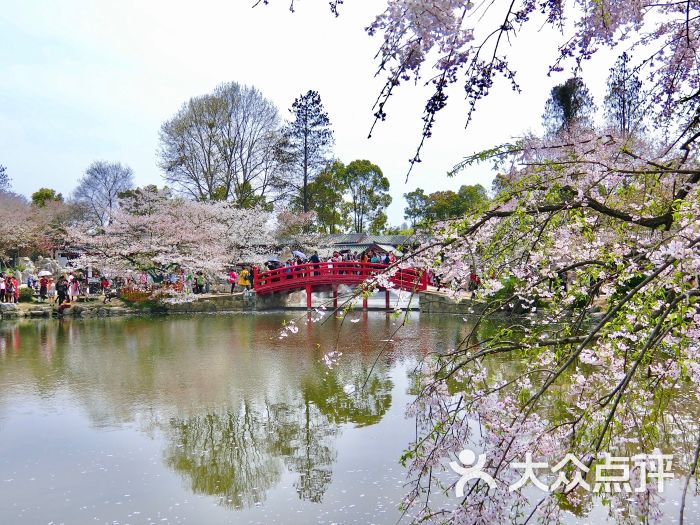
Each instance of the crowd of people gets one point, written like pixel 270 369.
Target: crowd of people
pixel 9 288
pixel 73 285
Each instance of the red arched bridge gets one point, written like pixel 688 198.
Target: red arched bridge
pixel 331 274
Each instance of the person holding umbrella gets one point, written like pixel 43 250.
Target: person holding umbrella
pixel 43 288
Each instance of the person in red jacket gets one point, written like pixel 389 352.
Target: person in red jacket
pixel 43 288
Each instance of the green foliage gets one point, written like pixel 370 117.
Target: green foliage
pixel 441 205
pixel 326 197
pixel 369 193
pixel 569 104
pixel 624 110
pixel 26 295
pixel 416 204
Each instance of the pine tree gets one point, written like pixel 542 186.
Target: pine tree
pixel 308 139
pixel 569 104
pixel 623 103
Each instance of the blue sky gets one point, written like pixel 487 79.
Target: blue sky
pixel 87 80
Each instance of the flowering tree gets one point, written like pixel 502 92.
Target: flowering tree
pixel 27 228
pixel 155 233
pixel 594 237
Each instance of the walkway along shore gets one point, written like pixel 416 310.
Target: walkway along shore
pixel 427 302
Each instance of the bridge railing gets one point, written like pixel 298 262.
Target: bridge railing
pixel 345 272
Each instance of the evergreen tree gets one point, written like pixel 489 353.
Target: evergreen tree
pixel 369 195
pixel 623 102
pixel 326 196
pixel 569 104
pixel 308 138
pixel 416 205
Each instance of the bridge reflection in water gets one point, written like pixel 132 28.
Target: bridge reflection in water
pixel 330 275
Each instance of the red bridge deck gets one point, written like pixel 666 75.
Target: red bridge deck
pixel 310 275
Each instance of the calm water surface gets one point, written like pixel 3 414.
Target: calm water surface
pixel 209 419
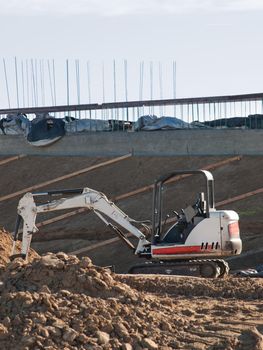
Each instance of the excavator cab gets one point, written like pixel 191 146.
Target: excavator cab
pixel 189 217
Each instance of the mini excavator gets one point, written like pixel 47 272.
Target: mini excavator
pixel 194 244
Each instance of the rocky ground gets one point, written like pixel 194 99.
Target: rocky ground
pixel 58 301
┄┄┄┄┄┄┄┄┄┄
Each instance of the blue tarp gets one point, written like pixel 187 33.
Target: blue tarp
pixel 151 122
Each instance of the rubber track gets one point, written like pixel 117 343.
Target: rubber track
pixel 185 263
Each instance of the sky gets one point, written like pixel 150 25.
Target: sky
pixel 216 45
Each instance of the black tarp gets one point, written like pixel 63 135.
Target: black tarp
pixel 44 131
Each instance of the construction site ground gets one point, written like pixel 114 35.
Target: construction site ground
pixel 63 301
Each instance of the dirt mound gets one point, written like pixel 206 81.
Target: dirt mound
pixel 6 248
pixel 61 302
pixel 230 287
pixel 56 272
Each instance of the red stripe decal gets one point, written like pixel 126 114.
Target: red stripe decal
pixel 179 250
┄┄┄┄┄┄┄┄┄┄
WORK ORDER –
In the records above, find the line with "Each instance of the flowering"; write out exactly that line and each one after it, stopping after the line with "Each instance of the evergreen".

YOUR SOLUTION –
Each instance of the flowering tree gets one point, written like pixel 502 92.
Target: flowering tree
pixel 27 228
pixel 155 233
pixel 594 237
Each instance of the walkway along shore gets one point, written like pixel 416 310.
Target: walkway along shore
pixel 427 302
Each instance of the bridge railing gets one point, written like pixel 298 262.
Target: bridge railing
pixel 345 272
Each instance of the evergreen tree gets one point, written like pixel 489 353.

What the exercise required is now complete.